[START RAW DATA]

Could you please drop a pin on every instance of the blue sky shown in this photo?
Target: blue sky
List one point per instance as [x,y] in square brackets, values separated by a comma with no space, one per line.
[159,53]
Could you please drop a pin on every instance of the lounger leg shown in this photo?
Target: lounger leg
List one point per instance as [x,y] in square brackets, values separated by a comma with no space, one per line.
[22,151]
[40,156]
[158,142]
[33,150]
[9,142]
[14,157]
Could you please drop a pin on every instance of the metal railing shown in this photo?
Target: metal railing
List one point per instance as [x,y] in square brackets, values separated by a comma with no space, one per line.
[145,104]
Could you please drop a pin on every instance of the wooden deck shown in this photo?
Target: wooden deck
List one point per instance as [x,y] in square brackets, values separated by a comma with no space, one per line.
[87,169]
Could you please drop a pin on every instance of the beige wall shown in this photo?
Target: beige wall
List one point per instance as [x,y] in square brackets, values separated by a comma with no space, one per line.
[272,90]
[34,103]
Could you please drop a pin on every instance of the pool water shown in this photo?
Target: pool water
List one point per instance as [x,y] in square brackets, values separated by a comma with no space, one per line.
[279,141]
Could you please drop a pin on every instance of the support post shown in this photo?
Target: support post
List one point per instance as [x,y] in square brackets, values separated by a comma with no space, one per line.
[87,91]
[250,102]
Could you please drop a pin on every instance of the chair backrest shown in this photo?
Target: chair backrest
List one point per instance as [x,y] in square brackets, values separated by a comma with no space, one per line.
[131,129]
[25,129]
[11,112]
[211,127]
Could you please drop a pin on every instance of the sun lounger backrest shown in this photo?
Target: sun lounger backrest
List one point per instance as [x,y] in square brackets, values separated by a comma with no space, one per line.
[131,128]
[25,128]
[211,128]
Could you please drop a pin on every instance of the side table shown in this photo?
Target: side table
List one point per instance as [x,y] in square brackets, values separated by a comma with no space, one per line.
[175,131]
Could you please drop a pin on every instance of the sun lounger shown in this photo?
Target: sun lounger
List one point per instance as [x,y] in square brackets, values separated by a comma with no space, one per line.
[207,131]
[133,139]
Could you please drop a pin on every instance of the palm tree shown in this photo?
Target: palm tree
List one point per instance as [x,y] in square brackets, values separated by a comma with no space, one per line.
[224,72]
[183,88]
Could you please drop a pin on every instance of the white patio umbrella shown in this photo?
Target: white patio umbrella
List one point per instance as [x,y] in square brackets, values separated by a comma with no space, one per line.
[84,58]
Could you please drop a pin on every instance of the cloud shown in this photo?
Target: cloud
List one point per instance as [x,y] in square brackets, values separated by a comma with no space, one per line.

[END RAW DATA]

→ EXERCISE GOAL: Return all the items above line for line, with every character unchanged and the original order kept.

→ REPLY:
Could you please drop a pin on every instance of the blue sky shown in this photo?
Target: blue sky
List one point per instance as [x,y] in square brackets, values separated by a comma with no space, one per line.
[159,53]
Could you please drop a pin on every instance of the lounger leg shown in this photo?
Target: lounger leg
List one point per instance as [x,y] in square brackets, values separated by a comma with no space, one per line.
[22,151]
[40,156]
[158,142]
[33,150]
[9,142]
[14,157]
Could you please drop a pin on every instance of the metal railing shown in this photo?
Target: metal railing
List one point per instance as [x,y] in square brackets, values separated by a comma with no space, one per line.
[145,104]
Could you please drop a pin on every instance of the wooden deck shown in this photo?
Target: wooden deck
List one point per instance as [x,y] in square brackets, values separated by a comma with no space, one per line.
[87,169]
Could you please drop a pin on every instance of the beige wall shown in this photo?
Target: beige wall
List one point per instance as [x,y] in square brackets, values separated by a comma with no space, one per line.
[272,90]
[34,103]
Could you please drop a pin on every instance of the pool water shown in this photo?
Target: pool water
List one point per instance as [x,y] in square brackets, values separated by a comma with no space, one per line.
[279,141]
Could you please drop a pin on every instance of the support post shown in this photo?
Target: support post
List one point per instance as [x,y] in square brackets, values separated by a comma with no space, one per line.
[87,91]
[250,102]
Could you please drop a pin on every instance of the chair backrest shown in this photo?
Target: chair backrest
List one point per instance as [x,y] in square brackets, values separated by a comma with no space, one per line.
[131,129]
[25,129]
[11,112]
[211,127]
Could you please drop a pin on every instance of the sun lounger backrest shown in this photo?
Target: sun lounger backrest
List one point per instance as [x,y] in square brackets, values separated by a comma with no space, one per line.
[131,128]
[25,128]
[211,128]
Could you please drop a pin on every instance of the side table shown in this photo?
Target: side table
List one point per instance as [x,y] in square brackets, values separated by a comma with no space, one per line.
[175,131]
Could you please drop a pin on every instance of the sun lounger shown in this photo?
Target: sun lounger
List one point per instance as [x,y] in square brackets, values separated by a comma with no space, one per line.
[207,131]
[133,139]
Could you please drop a pin on every instance of the palm tree shown in this photo?
Target: palm tree
List one point per instance as [x,y] in square brackets, values separated by a comma with no space, one per line.
[224,72]
[183,88]
Could you please drop a pin on every instance of the white patio umbrella shown in this photo?
Target: white patio umbrella
List one point per instance as [x,y] in square brackets, values separated by a comma with no space, one per line.
[84,58]
Could you please drop a pin on every instance of the cloud shown in this photo?
Target: cloud
List one point per instance as [x,y] in square brackets, values separated by a comma with no space, one per line.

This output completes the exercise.